### Work order:
Keep only those lines of the records that include the string "tower".

### Data for review:
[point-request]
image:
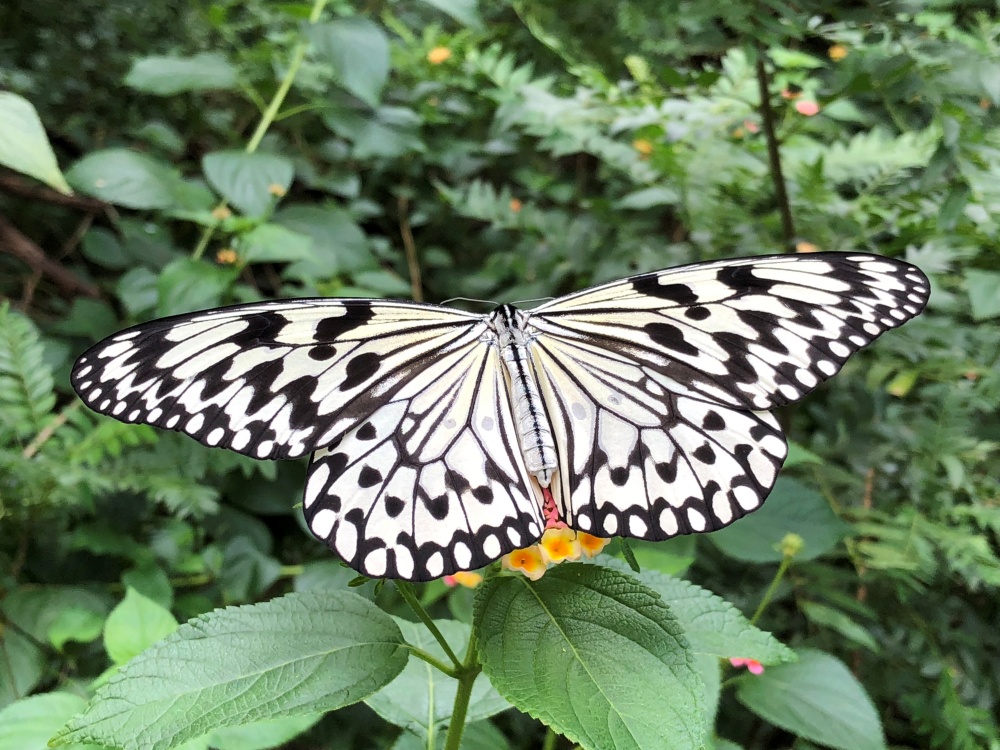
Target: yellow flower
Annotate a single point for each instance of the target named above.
(643, 146)
(227, 256)
(438, 55)
(591, 545)
(528, 561)
(559, 545)
(464, 578)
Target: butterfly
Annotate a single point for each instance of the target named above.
(639, 408)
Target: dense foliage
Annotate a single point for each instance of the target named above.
(224, 152)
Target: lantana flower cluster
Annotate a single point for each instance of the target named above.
(558, 544)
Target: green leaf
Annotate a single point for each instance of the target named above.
(262, 735)
(135, 625)
(712, 625)
(246, 180)
(595, 655)
(188, 284)
(299, 654)
(273, 243)
(358, 52)
(816, 698)
(420, 699)
(339, 244)
(649, 197)
(984, 293)
(24, 146)
(126, 178)
(791, 508)
(172, 75)
(464, 11)
(28, 723)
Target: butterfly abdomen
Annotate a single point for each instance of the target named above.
(533, 429)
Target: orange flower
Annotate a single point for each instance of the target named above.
(753, 666)
(464, 578)
(807, 108)
(559, 545)
(438, 55)
(528, 561)
(591, 545)
(643, 146)
(227, 256)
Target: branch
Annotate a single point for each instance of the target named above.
(774, 152)
(13, 242)
(15, 185)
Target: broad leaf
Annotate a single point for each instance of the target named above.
(297, 655)
(250, 182)
(791, 508)
(24, 146)
(816, 698)
(358, 52)
(172, 75)
(594, 654)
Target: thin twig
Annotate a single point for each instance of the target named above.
(410, 247)
(15, 243)
(774, 151)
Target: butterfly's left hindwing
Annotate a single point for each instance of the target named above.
(272, 379)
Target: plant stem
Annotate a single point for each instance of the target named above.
(782, 568)
(466, 679)
(406, 590)
(269, 116)
(774, 151)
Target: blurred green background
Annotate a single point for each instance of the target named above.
(504, 151)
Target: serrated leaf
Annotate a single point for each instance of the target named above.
(250, 182)
(166, 76)
(297, 655)
(24, 146)
(358, 52)
(816, 698)
(126, 178)
(791, 508)
(421, 698)
(28, 723)
(594, 654)
(135, 625)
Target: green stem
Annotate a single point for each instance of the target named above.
(406, 590)
(467, 675)
(782, 568)
(433, 661)
(269, 116)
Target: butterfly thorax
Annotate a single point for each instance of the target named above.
(533, 429)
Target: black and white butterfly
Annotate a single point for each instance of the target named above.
(640, 405)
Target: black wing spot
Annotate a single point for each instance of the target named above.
(650, 286)
(360, 369)
(670, 337)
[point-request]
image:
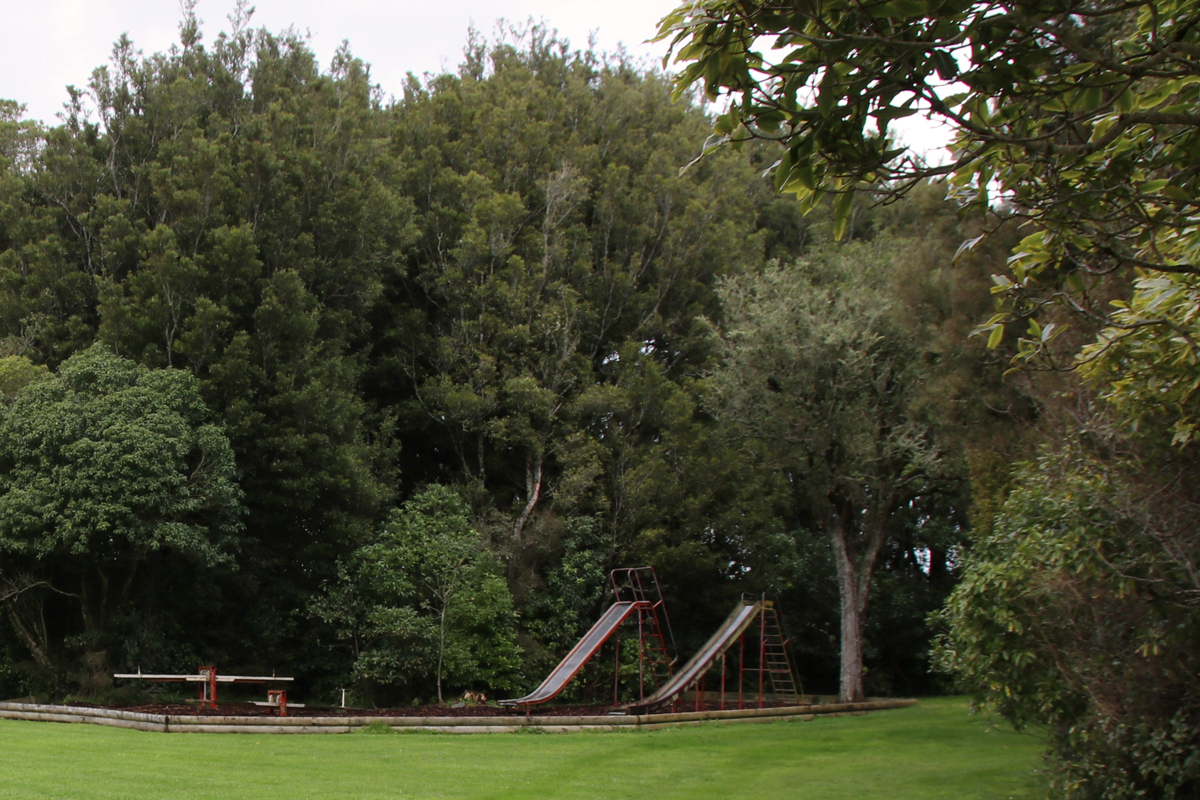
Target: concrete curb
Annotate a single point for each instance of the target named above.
(196, 723)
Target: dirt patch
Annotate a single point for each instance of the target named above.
(249, 710)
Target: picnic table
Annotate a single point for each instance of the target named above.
(209, 679)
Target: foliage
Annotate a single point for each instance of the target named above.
(819, 372)
(1149, 359)
(105, 464)
(555, 233)
(1081, 115)
(426, 596)
(1079, 611)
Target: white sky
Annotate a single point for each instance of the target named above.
(46, 44)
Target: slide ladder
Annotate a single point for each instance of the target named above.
(773, 655)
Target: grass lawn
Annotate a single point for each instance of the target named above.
(934, 750)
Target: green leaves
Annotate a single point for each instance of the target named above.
(106, 462)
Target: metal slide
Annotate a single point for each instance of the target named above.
(735, 625)
(570, 666)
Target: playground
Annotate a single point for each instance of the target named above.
(745, 671)
(930, 751)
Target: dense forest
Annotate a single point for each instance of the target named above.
(376, 391)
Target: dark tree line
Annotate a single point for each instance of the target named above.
(495, 308)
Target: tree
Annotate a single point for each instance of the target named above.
(425, 596)
(555, 230)
(1081, 114)
(820, 374)
(102, 465)
(232, 210)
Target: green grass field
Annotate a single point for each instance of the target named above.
(934, 750)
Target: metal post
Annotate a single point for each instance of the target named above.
(616, 672)
(762, 650)
(641, 657)
(742, 666)
(723, 680)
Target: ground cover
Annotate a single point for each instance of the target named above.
(930, 751)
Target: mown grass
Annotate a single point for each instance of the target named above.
(934, 750)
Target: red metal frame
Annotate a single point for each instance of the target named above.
(641, 585)
(208, 686)
(279, 697)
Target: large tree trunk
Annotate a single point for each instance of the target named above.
(855, 572)
(533, 492)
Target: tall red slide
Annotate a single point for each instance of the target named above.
(627, 582)
(574, 662)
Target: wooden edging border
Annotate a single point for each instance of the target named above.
(195, 723)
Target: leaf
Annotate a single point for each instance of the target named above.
(841, 209)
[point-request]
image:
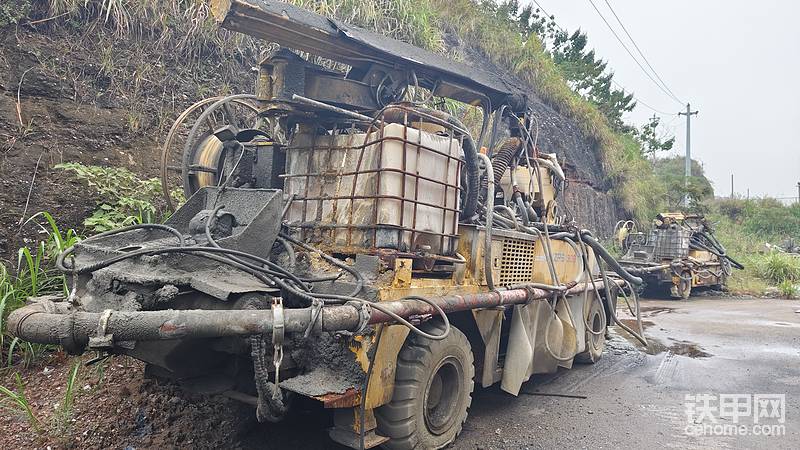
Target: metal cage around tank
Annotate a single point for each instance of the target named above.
(371, 185)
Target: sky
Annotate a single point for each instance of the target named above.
(737, 62)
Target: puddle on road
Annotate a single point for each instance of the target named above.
(682, 348)
(656, 310)
(655, 347)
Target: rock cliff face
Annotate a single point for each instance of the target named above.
(67, 96)
(588, 194)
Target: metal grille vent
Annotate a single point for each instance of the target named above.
(516, 264)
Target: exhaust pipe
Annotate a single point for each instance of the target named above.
(47, 322)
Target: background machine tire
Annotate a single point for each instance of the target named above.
(595, 342)
(433, 390)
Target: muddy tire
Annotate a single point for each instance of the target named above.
(595, 342)
(433, 390)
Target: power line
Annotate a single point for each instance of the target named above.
(630, 53)
(640, 52)
(638, 100)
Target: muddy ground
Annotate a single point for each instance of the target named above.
(633, 398)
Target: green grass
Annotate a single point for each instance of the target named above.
(34, 276)
(19, 401)
(60, 420)
(181, 35)
(744, 227)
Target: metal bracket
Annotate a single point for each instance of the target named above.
(102, 341)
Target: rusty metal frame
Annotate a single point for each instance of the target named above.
(374, 140)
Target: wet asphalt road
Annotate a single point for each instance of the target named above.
(636, 397)
(638, 400)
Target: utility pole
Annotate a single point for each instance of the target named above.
(688, 158)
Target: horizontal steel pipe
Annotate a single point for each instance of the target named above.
(48, 322)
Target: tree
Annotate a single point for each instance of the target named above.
(585, 73)
(652, 141)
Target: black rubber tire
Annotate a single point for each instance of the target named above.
(595, 343)
(425, 369)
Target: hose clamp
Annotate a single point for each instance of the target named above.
(102, 340)
(278, 328)
(364, 314)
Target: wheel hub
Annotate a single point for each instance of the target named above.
(442, 396)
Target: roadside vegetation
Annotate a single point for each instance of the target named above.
(192, 51)
(760, 233)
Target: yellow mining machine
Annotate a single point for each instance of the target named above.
(343, 240)
(678, 254)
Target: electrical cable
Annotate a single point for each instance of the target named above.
(636, 60)
(638, 100)
(640, 51)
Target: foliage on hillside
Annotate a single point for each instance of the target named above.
(670, 172)
(745, 228)
(190, 47)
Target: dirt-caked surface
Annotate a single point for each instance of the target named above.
(634, 397)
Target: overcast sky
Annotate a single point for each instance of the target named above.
(737, 62)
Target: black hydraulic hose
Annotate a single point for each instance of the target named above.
(275, 267)
(472, 189)
(155, 226)
(331, 260)
(603, 253)
(523, 211)
(495, 127)
(613, 313)
(504, 155)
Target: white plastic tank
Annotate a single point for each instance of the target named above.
(351, 190)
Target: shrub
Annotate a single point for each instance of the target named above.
(125, 199)
(780, 267)
(787, 289)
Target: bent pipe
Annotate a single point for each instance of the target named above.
(48, 322)
(603, 253)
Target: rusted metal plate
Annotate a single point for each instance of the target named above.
(350, 398)
(303, 30)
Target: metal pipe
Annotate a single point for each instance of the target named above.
(487, 246)
(48, 322)
(331, 108)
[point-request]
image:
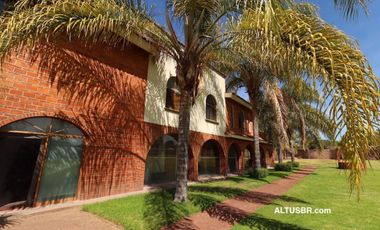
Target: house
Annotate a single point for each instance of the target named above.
(80, 121)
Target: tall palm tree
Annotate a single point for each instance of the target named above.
(271, 25)
(200, 34)
(302, 45)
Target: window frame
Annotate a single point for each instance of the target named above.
(173, 95)
(211, 109)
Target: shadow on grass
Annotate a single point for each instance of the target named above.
(236, 179)
(257, 221)
(5, 221)
(160, 210)
(220, 191)
(278, 174)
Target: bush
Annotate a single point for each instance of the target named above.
(294, 164)
(257, 173)
(283, 167)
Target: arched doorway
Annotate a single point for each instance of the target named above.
(248, 158)
(161, 162)
(39, 161)
(233, 158)
(209, 160)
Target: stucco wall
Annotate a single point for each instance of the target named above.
(155, 112)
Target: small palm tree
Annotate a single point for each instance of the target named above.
(298, 44)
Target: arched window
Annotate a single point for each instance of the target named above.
(209, 161)
(39, 160)
(233, 158)
(247, 159)
(161, 162)
(173, 94)
(241, 121)
(211, 108)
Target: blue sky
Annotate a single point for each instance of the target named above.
(364, 29)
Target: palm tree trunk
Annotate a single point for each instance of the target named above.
(291, 151)
(256, 136)
(279, 154)
(182, 151)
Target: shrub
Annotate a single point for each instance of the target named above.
(294, 164)
(283, 167)
(257, 173)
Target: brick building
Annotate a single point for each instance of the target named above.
(83, 121)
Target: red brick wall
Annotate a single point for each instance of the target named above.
(102, 91)
(103, 96)
(317, 154)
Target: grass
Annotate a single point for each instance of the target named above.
(154, 210)
(326, 188)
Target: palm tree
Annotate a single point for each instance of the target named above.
(201, 31)
(275, 27)
(302, 45)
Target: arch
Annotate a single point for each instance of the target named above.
(211, 112)
(54, 175)
(173, 94)
(233, 158)
(210, 159)
(161, 161)
(249, 157)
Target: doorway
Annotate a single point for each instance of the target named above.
(39, 161)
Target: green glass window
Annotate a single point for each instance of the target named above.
(209, 162)
(53, 149)
(247, 159)
(233, 159)
(161, 163)
(61, 171)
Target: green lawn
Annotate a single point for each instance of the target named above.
(154, 210)
(326, 188)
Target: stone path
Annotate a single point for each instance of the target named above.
(68, 218)
(225, 215)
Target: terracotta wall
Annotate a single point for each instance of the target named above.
(102, 91)
(318, 154)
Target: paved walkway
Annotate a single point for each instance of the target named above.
(68, 218)
(225, 215)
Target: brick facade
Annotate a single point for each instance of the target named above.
(101, 90)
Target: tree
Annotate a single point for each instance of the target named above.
(192, 46)
(302, 45)
(278, 29)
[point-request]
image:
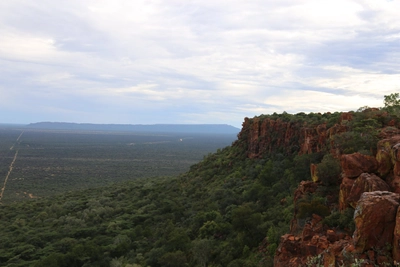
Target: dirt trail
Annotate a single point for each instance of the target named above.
(8, 174)
(11, 167)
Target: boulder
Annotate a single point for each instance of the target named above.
(355, 164)
(384, 155)
(365, 183)
(344, 193)
(375, 219)
(396, 238)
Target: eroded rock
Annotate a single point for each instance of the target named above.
(375, 219)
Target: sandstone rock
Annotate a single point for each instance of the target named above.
(384, 155)
(344, 193)
(396, 238)
(365, 183)
(314, 174)
(375, 218)
(389, 132)
(355, 164)
(305, 187)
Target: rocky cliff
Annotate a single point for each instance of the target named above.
(368, 188)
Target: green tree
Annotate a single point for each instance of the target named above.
(392, 102)
(329, 170)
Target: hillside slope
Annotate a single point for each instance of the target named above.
(284, 193)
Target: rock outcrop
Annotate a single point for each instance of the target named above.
(353, 165)
(375, 219)
(266, 135)
(365, 183)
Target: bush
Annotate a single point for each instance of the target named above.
(329, 170)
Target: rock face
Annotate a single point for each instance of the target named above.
(344, 193)
(370, 188)
(355, 164)
(375, 219)
(388, 157)
(293, 250)
(365, 183)
(265, 135)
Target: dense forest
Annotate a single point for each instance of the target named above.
(229, 209)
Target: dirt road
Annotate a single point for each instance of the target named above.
(11, 167)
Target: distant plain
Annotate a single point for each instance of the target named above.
(51, 162)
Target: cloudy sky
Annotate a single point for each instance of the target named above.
(183, 61)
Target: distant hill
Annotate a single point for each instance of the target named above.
(159, 128)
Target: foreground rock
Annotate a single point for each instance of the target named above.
(375, 219)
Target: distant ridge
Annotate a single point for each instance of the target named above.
(151, 128)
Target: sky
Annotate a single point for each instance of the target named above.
(183, 61)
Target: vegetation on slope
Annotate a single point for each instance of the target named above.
(228, 210)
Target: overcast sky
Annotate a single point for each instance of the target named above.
(182, 61)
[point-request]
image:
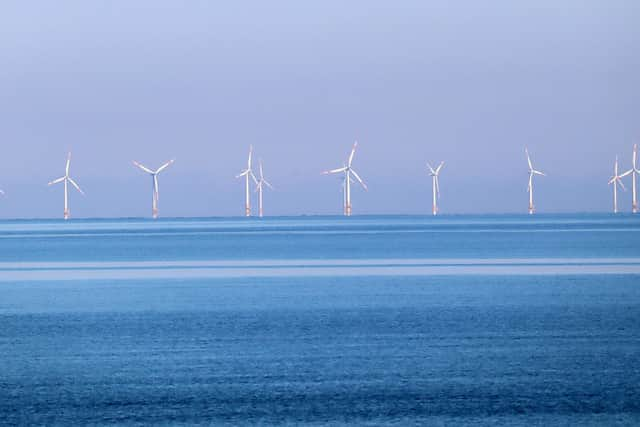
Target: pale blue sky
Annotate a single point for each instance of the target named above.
(467, 82)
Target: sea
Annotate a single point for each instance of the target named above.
(367, 320)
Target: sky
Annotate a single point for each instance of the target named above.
(471, 83)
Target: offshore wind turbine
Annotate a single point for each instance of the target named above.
(259, 187)
(348, 172)
(248, 173)
(616, 180)
(633, 172)
(155, 193)
(67, 179)
(435, 173)
(532, 172)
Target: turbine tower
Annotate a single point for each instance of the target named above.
(435, 173)
(616, 179)
(155, 194)
(633, 172)
(67, 179)
(259, 187)
(348, 172)
(248, 173)
(532, 172)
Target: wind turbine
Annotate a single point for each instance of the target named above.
(532, 172)
(155, 194)
(259, 188)
(616, 179)
(435, 173)
(248, 173)
(633, 171)
(67, 179)
(348, 171)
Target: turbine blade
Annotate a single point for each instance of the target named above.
(353, 151)
(621, 184)
(166, 165)
(359, 179)
(433, 172)
(55, 181)
(144, 168)
(76, 185)
(155, 187)
(335, 170)
(528, 158)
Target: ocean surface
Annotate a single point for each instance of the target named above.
(374, 320)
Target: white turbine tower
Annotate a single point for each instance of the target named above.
(155, 193)
(248, 173)
(633, 172)
(259, 187)
(348, 172)
(435, 173)
(532, 172)
(616, 180)
(67, 179)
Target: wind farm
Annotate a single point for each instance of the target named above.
(348, 176)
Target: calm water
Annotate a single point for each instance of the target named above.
(500, 320)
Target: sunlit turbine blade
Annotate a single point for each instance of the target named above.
(155, 187)
(630, 171)
(621, 185)
(528, 158)
(353, 151)
(66, 169)
(166, 165)
(144, 168)
(359, 179)
(431, 170)
(335, 170)
(55, 181)
(76, 185)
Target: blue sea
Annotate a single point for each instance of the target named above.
(373, 320)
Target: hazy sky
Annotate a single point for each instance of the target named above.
(467, 82)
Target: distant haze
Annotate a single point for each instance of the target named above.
(471, 83)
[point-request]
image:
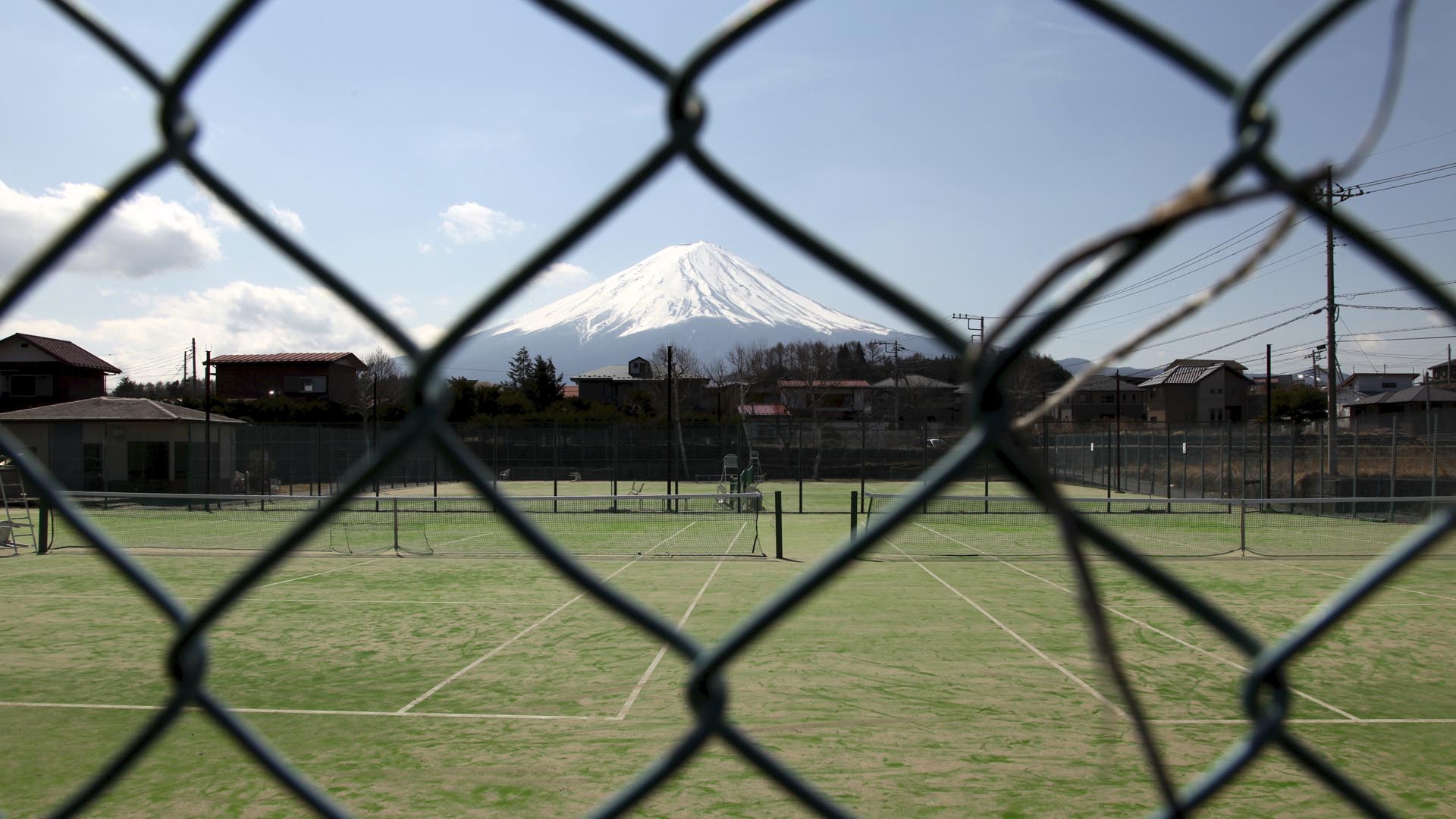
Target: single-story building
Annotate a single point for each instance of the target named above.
(329, 376)
(128, 445)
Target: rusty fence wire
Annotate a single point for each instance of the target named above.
(993, 431)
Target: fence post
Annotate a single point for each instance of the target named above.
(1354, 483)
(1168, 461)
(861, 457)
(1392, 464)
(42, 525)
(1435, 425)
(778, 523)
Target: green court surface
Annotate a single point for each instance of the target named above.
(427, 687)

### Output below:
Target: turbine tower
Target: white turbine tower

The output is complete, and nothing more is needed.